WRITTEN REQUEST: Turn every line of the material below into a numbered list, and skip any blank lines.

Pointing and labeling entries:
▶

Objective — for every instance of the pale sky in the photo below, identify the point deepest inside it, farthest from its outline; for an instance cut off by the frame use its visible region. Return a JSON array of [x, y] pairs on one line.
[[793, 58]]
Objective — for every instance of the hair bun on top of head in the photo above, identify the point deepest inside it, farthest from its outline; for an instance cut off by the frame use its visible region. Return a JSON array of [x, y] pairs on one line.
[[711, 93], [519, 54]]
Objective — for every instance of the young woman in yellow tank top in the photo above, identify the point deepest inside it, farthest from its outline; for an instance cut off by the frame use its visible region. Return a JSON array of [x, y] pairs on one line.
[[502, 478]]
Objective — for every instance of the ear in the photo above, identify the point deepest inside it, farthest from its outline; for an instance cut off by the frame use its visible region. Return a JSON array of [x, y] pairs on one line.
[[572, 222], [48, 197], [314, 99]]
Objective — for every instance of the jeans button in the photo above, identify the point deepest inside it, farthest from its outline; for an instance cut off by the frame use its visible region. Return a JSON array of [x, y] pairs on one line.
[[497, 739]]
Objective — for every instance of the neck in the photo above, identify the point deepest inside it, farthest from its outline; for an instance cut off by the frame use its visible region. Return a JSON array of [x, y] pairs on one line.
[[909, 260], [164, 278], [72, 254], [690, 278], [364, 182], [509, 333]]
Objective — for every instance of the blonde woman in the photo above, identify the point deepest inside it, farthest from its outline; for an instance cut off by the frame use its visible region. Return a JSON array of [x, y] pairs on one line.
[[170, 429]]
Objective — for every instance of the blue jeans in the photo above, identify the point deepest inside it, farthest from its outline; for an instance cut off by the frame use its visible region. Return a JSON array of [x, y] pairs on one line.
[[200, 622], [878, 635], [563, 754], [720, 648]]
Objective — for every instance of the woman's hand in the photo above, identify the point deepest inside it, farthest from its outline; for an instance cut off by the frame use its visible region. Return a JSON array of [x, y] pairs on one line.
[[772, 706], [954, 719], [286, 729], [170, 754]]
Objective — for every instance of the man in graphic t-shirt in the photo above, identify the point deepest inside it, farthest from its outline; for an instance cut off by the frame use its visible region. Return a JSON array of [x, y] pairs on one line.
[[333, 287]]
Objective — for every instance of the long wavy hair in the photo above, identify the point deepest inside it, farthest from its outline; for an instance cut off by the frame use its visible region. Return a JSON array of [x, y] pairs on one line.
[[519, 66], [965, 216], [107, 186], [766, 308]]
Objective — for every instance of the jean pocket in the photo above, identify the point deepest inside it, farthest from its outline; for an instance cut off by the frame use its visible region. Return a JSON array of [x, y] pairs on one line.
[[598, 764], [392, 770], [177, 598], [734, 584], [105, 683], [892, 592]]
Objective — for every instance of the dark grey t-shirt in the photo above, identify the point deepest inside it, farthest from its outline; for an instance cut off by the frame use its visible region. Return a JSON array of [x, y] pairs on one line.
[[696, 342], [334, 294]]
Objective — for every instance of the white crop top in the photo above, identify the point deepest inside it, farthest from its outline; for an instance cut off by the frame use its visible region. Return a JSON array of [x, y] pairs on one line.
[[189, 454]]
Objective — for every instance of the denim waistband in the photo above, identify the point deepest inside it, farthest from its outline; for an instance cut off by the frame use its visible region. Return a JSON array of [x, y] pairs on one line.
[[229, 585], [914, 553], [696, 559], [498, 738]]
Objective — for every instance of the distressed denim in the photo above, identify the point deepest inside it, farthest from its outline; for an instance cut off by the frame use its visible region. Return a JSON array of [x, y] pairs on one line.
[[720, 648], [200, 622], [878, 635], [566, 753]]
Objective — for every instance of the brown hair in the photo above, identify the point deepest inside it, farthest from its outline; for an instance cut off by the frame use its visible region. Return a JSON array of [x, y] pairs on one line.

◀

TASK SOLUTION:
1. Objective — for every instance of the pale sky in the photo below, identify the point deepest inside it, farthest from its outline; for an instance cut off by the frame use its visible region. Return a JSON array of [x, y] pairs on one line.
2. [[793, 58]]
3. Objective — for every instance of the hair bun on top of head in the photo above, identify the point deepest inside it, farthest from its outline; for an instance cut off by the frame use its visible region. Return a JSON array of [x, y] pairs on one line.
4. [[711, 93], [519, 54]]
5. Objective — for every instance of the young woman in yellow tank top in the photo above, identify the point deepest inside it, farthest from its outline; for an instance cut off by the frame use its visible region. Return a JSON array of [x, y] pairs on one line.
6. [[502, 478]]
7. Objective — for every instance of the ear in the photo above, identify the point deepest inside it, farthest from its outline; for an instance cut off by the frame use its visible region. Return a JSON array of [x, y] pairs on one line.
8. [[572, 222], [48, 197], [314, 99]]
9. Objective — for every instance of the jeans button in the photo above, identify the point deepest inside it, farthest from its outline; for an instance cut off by the frame use its visible region. Return a JSON array of [x, y] pairs on one line.
10. [[497, 739]]
11. Objective — for every instance of the neck in the photo above, identify the point deepest inside it, farthest from its outline; for an instance cut off by the frame use its visible region. Return a JSON array of [x, y] pairs on one line.
12. [[909, 260], [164, 278], [72, 254], [690, 278], [364, 182], [509, 333]]
13. Objective — for every instance of the blonde woman in the photo above, identify the point deepest inside it, farthest from its outline; for an instance cut off by the frame use its visible region. Return a JSON array of [x, y] pairs on one line.
14. [[170, 429]]
15. Objective — for every instance of the blue jeans in the photo above, identify the point deepest inside it, farthest from its outline; for an instance cut off by the frame use its visible region. Return a JSON array of [x, y] pairs on one line.
16. [[200, 622], [878, 635], [563, 754], [720, 648]]
17. Objective — for every instance of the woman's hand in the photo above, identify the point deepest inside it, farthest from its outline; for an instance cut off by the frame use its visible region. Return a JSON array of [x, y] pairs on one line.
18. [[772, 706], [954, 719], [286, 729], [170, 754]]
19. Objective — for every instance of the man in graphic t-shirt in the photo above, identify the point deepest inside it, farthest from its outline; for an instance cut off by the frame use its visible region. Return a JSON array of [x, y] pairs on one line.
20. [[333, 287]]
21. Objective — for every instance of the long wavy hair in the photo above, identify the point deepest inside it, farthest from its outline; for an instance cut off by the frame use its visible region. Return a JSON array of [x, y] pairs on one line.
22. [[519, 66], [965, 216], [107, 186], [766, 308]]
23. Objective — for every instance of the jean pocket in the photo above, identify the point deepest inside it, farthest from its outline; for an instance cut off by the frame use its visible region. Return a JSON array of [x, y] pairs on one line.
24. [[598, 764], [392, 770], [177, 598], [734, 584], [105, 683], [892, 592]]
25. Objective — for every instance of the dark grey t-shirt in the photo above, identify the point deepest inside it, farthest from its outline; for an instance cut off by the frame use its visible region. Return a JSON array of [x, y] pairs on one line.
26. [[696, 342], [334, 294]]
27. Objective — for every instance of the white crop top in the photo above, identify the point deepest inside it, farthest from its outline; for an instance cut off by the frame use its visible region. Return a JSON array of [x, y] pairs on one line.
28. [[189, 454]]
29. Objective — for every instance of the denim waistband in the photo above, identify the point deepest inside it, farthest from its outline; for an instance cut off by the frame use its visible region. Return a JSON array of [x, y] pairs on one line.
30. [[229, 585], [914, 553], [696, 559], [498, 738]]
31. Objective — for every instance of the distressed denim in the photo above, identify the point deepest inside it, farthest from its outline; for an instance cut off by the frame use its visible region. Return a JSON array of [x, y] pairs on one line.
32. [[720, 648], [200, 622], [878, 635], [566, 753]]
33. Objective — for every instance of the brown hair in the photo above, identify the point deepest inside it, farthest from its outline; for an instance cut off by the frame use its visible region. Return a JSON array of [x, y] pairs on one line.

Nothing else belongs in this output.